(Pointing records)
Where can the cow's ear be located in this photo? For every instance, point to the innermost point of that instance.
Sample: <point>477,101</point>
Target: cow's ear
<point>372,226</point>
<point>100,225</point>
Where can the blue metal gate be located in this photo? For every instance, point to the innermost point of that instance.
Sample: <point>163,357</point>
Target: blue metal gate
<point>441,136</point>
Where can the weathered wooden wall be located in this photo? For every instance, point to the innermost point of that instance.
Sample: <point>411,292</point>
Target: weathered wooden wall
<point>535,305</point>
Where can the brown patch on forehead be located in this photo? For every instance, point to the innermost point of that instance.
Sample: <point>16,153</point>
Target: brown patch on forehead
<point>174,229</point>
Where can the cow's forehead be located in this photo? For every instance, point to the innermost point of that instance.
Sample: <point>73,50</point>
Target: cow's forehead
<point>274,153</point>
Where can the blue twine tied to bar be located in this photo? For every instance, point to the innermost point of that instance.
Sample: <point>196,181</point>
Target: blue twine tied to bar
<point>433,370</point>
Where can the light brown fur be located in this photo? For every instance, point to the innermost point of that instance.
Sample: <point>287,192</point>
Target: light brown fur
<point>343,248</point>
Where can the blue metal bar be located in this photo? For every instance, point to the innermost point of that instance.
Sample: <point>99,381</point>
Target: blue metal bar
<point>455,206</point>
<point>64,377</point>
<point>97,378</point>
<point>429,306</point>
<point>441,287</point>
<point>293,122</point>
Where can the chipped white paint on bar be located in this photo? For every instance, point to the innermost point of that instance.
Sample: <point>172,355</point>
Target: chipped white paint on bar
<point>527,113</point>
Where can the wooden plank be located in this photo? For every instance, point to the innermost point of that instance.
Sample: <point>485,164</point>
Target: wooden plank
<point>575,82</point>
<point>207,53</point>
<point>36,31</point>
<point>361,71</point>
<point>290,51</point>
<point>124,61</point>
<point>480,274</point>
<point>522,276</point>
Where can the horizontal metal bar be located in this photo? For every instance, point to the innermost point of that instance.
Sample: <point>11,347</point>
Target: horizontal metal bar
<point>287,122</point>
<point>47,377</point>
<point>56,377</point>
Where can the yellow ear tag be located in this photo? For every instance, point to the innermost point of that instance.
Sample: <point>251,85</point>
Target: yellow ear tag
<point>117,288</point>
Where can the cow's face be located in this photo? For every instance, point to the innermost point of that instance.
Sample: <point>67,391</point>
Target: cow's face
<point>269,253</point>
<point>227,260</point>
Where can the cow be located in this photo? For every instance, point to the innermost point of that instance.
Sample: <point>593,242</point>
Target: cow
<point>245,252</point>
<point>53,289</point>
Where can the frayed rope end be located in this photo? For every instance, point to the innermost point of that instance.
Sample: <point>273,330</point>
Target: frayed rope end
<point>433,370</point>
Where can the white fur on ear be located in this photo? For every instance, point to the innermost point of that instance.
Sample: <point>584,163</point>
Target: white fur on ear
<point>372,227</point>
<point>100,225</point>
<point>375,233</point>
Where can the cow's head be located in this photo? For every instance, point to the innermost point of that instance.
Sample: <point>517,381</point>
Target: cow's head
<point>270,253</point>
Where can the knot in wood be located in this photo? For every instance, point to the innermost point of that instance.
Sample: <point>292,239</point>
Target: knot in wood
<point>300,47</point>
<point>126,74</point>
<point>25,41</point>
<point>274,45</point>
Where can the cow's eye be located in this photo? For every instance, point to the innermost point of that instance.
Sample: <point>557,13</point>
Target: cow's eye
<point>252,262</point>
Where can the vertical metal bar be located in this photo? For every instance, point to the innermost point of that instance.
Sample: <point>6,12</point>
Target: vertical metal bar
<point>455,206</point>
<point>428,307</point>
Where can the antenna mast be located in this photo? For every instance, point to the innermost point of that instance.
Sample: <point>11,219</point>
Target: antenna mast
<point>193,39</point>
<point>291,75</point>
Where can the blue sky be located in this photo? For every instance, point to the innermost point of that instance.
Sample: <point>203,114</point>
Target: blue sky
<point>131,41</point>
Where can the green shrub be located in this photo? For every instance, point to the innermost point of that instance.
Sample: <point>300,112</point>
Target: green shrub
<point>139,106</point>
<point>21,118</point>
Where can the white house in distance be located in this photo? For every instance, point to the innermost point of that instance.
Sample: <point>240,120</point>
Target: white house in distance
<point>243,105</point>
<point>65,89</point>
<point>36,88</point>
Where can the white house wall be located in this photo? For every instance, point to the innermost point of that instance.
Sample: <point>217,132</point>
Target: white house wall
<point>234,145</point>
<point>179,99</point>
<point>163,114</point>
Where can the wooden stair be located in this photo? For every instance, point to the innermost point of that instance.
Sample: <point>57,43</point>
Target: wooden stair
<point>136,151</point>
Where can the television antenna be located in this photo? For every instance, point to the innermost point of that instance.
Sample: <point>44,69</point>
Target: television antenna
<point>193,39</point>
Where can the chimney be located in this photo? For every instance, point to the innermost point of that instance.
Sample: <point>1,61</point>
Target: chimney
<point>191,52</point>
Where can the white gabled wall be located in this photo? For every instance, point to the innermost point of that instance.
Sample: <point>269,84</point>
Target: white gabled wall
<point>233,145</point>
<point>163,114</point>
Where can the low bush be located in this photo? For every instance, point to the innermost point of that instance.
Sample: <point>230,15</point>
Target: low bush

* [Stated exercise] Duplicate each line of every record above without any change.

* [Final answer]
Where can the cow's ear be located in this photo? For every instance, point to the innermost point of that instance.
Sample: <point>477,101</point>
Target: cow's ear
<point>372,226</point>
<point>100,225</point>
Where can the blue metal gate be located in this photo? For every instance, point to the innermost point of that instance.
Sample: <point>163,357</point>
Target: blue metal gate
<point>441,136</point>
Where can the weathered wooden wall be located in this photo? For every instance, point to the innermost point of that instance.
Sample: <point>411,292</point>
Target: weathered wooden wall
<point>535,305</point>
Where can the brown patch on forehead be located in this photo? For every instance, point to the innermost point of that instance.
Sample: <point>16,153</point>
Target: brown patch on forehead
<point>174,229</point>
Where can the cow's forehead be located in this photo? For every instance, point to the innermost point of that instance.
Sample: <point>73,50</point>
Target: cow's forehead
<point>274,153</point>
Where can the blue twine tied to bar be located in this photo? For every instance, point to the innermost point of that instance.
Sample: <point>196,181</point>
Target: blue twine tied to bar
<point>433,370</point>
Where can the light brown fur be located in this photo? For every instance, point to the innermost point of that instance.
Sample: <point>287,192</point>
Target: light brown fur
<point>343,248</point>
Where can the blue metal bar be located in this photo? For every instance, point to the innermost point of that instance.
Sample: <point>99,381</point>
Target: blue metal bar
<point>455,206</point>
<point>64,377</point>
<point>97,378</point>
<point>429,306</point>
<point>441,287</point>
<point>293,122</point>
Where can the chipped white paint on bar be located in this photo? For every instance, point to the innermost point of that instance.
Sample: <point>172,355</point>
Target: chipped white paint on bar
<point>527,113</point>
Where can the wooden plank be located in this photo? For every instance, point to the innermost point of that instance.
Sample: <point>485,164</point>
Target: wooden plank
<point>575,82</point>
<point>207,53</point>
<point>36,31</point>
<point>361,71</point>
<point>290,51</point>
<point>124,61</point>
<point>480,274</point>
<point>522,276</point>
Where can the horizontal metal bar be located in this photo? For every instance, point to the innermost point of that instance.
Sample: <point>11,347</point>
Target: horizontal metal bar
<point>287,122</point>
<point>47,377</point>
<point>56,377</point>
Where can the yellow ear tag be located in this photo? For every instance, point to the innermost point of that instance.
Sample: <point>251,85</point>
Target: yellow ear tag
<point>117,288</point>
Where can the cow's face be located in this photo? For every instance, point to the innermost point of that instance.
Sample: <point>67,391</point>
Target: cow's face
<point>269,253</point>
<point>227,260</point>
Where can the cow be located in this photo? For every instance, point to the innermost point of that instance.
Sample: <point>593,242</point>
Target: cow
<point>245,252</point>
<point>53,289</point>
Where can the frayed rope end be located in this photo? For every instance, point to the innermost point of that instance.
Sample: <point>273,330</point>
Target: frayed rope end
<point>433,370</point>
Where can the white fur on ear be located in this photo? For every instance, point to the innermost point of that instance.
Sample: <point>584,163</point>
Target: white fur on ear
<point>372,227</point>
<point>100,225</point>
<point>375,233</point>
Where can the cow's head be located in this photo? For every instance, point to the innermost point of that instance.
Sample: <point>517,381</point>
Target: cow's head
<point>270,253</point>
Where can the knot in wood be located in this photo? For every instance, point to the innermost point of that instance.
Sample: <point>292,239</point>
Target: knot in wood
<point>300,47</point>
<point>126,74</point>
<point>25,41</point>
<point>274,45</point>
Where can the cow's eye be located in this photo? For every instance, point to the innermost point of that instance.
Sample: <point>557,13</point>
Target: cow's eye
<point>252,262</point>
Where can the vertical metal bar be located in this photo? For every instance, point to the innermost point of that instance.
Sample: <point>6,12</point>
Target: vertical metal bar
<point>455,206</point>
<point>428,307</point>
Where can the antenna mast be located in this photo? For every instance, point to the innermost point of that instance.
Sample: <point>11,219</point>
Target: antenna mast
<point>193,39</point>
<point>291,75</point>
Where can the blue sky be located in this photo? For every instance, point to the innermost point of that instance.
Sample: <point>203,114</point>
Target: blue sky
<point>131,41</point>
Where can the green shrub be located in this photo? For every instance, point to the innermost point of that instance.
Sample: <point>300,112</point>
Target: green shrub
<point>139,106</point>
<point>21,118</point>
Where can the white house in distance be located in this photo? For every instance, point to the innermost point of that instance.
Sample: <point>240,120</point>
Target: white house in distance
<point>243,105</point>
<point>65,89</point>
<point>36,88</point>
Where can the white house wall be located in this photo? For every instance, point to the innermost point of that instance.
Sample: <point>217,132</point>
Target: white house wall
<point>234,145</point>
<point>179,99</point>
<point>163,114</point>
Where can the wooden stair be located in this photo? For every instance, point to the innermost point of that instance.
Sample: <point>57,43</point>
Target: wooden stair
<point>136,151</point>
Where can the television antenna be located in this photo? For every instance, point to the innermost point of that instance.
Sample: <point>44,69</point>
Target: television antenna
<point>193,39</point>
Where can the chimney be located in this photo? For every instance, point to the innermost point of that instance.
Sample: <point>1,61</point>
Target: chimney
<point>191,52</point>
Where can the white gabled wall be located in this photo? For every instance, point to the innermost point of that instance.
Sample: <point>269,84</point>
Target: white gabled wall
<point>233,145</point>
<point>163,114</point>
Where can the low bush be located in this photo? For every instance, point to the innermost point of that instance.
Sample: <point>230,15</point>
Target: low bush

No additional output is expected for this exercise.